■ Task to carry out: Output the material below in full, exactly as it is.

■ Excerpted data:
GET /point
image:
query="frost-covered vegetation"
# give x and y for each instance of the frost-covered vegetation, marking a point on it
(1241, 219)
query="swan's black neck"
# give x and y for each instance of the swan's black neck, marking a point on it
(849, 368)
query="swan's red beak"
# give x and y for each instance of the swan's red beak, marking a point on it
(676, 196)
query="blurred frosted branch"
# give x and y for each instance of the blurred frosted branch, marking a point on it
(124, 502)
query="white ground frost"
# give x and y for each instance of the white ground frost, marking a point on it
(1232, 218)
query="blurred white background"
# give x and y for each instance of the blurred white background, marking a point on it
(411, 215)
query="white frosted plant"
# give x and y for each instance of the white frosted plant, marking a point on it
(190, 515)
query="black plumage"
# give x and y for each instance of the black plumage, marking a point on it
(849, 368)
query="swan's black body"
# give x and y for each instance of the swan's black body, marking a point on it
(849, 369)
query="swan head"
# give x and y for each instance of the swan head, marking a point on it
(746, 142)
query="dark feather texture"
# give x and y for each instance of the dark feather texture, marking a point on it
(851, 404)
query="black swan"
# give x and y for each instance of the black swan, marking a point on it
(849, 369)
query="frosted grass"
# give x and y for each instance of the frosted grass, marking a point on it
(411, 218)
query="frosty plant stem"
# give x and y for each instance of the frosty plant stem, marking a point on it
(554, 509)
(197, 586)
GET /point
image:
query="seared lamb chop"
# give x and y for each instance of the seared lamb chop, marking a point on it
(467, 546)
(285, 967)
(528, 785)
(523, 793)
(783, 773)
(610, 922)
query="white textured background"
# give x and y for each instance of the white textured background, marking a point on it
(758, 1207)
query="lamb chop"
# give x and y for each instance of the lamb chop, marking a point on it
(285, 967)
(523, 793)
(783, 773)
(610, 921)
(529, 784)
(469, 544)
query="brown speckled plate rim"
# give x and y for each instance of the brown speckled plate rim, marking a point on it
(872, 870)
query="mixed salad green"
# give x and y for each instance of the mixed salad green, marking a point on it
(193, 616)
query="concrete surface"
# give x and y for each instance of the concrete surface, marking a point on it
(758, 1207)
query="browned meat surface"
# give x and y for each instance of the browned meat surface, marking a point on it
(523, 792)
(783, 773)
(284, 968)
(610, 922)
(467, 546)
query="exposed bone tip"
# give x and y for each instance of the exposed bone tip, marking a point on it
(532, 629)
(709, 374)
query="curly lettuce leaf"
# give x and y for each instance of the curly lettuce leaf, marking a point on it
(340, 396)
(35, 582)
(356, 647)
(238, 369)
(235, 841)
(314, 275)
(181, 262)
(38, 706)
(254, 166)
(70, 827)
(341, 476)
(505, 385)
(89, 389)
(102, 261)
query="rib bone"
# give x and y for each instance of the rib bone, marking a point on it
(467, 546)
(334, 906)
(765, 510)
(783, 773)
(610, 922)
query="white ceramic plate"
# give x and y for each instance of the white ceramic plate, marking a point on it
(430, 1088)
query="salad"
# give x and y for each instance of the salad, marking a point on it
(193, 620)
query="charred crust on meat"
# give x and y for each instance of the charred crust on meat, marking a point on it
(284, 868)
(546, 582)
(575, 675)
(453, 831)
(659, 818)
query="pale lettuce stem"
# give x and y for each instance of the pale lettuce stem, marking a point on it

■ Output of the task:
GET /point
image:
query="frost-covered vegetation"
# give x and y for each instance of the frost-covered vegetation, marking a point on it
(1241, 219)
query="swan's black neck"
# give x and y for each instance of the swan's black neck, marking a point on it
(849, 368)
query="swan's red beak"
# give x and y for each instance of the swan's red beak, marking a point on it
(676, 196)
query="blurred frosted branch"
# give x and y for each instance of the blurred frosted branch, marking a point on it
(124, 502)
query="white ground frost"
# give x and y for each instance of the white ground frost, marking a point on it
(1232, 218)
query="blurred white background"
# give x and y for each instance of the blurred white background, marking a point on it
(411, 215)
query="white frosted plant"
# give x and y for each instance of the white frosted plant, marking a point on it
(190, 515)
query="black plumage"
# give x and y for each instance of the black plumage, marking a point on it
(849, 368)
query="swan's black body"
# give x and y for each instance of the swan's black body, marking a point on it
(849, 369)
query="swan head"
# give x and y for each instance of the swan head, marking a point on it
(746, 142)
query="dark feather texture"
# give x and y for each instance of the dark feather texture, marking a point on it
(851, 404)
query="black swan"
# give x and y for each instance of the black swan, marking a point on it
(849, 369)
query="frosted grass"
# give x and y for each instance of the frosted grass, marking a point on it
(411, 218)
query="frosty plant stem"
# give x and y for each instance of the frosty plant stem, marking a point on it
(554, 509)
(197, 586)
GET /point
image:
query="seared lamb chop"
# give x and y for each instance of the seared lamb chop, marking a point on it
(467, 546)
(285, 967)
(528, 785)
(523, 793)
(783, 773)
(610, 922)
query="white textured background"
# give x and y for each instance of the white textured background, marking a point on it
(758, 1207)
query="lamb chop"
# give x and y for each instance of the lamb chop, marking a point on it
(285, 967)
(523, 793)
(783, 773)
(610, 921)
(529, 784)
(469, 544)
query="brown speckled plate rim"
# give x and y for each instance of the brown speckled plate rim, marking a point on it
(872, 870)
query="mixed salad green"
# give x and y for each instance of the mixed salad green, marking a point on it
(193, 616)
query="concrete surface"
# give x and y for each instance of the concrete surface, marking a point on it
(758, 1207)
query="browned meat surface"
# give x and y for each instance of the browned meat surface, marking a point on it
(523, 792)
(783, 773)
(284, 968)
(610, 922)
(467, 546)
query="exposed bone tip"
# give x and y for each instance of the exposed bone tip, marking a point on it
(532, 629)
(709, 374)
query="curly lettuce leaf"
# give x and y for each instance of the curly lettuce leaf, marking a point on it
(340, 396)
(35, 582)
(356, 647)
(238, 369)
(235, 841)
(314, 275)
(181, 262)
(38, 706)
(254, 166)
(70, 827)
(341, 476)
(505, 385)
(89, 389)
(102, 261)
query="rib bone"
# give x and y for each instance of the rib bone, marking a point on it
(467, 546)
(334, 906)
(765, 510)
(783, 773)
(610, 922)
query="white ceramic plate"
# give x and y for each instance of the white ceramic plate, marking a point on it
(430, 1088)
query="salad"
# give x and y for each instance of the salad, marking a point on it
(193, 620)
query="charred crust on meat"
# give x and y for each instance of the charred crust on meat, marking a point on it
(284, 868)
(546, 582)
(575, 675)
(453, 831)
(659, 818)
query="pale lettuce stem"
# give x and y for each instance of the pale lettuce stem, marking a point on it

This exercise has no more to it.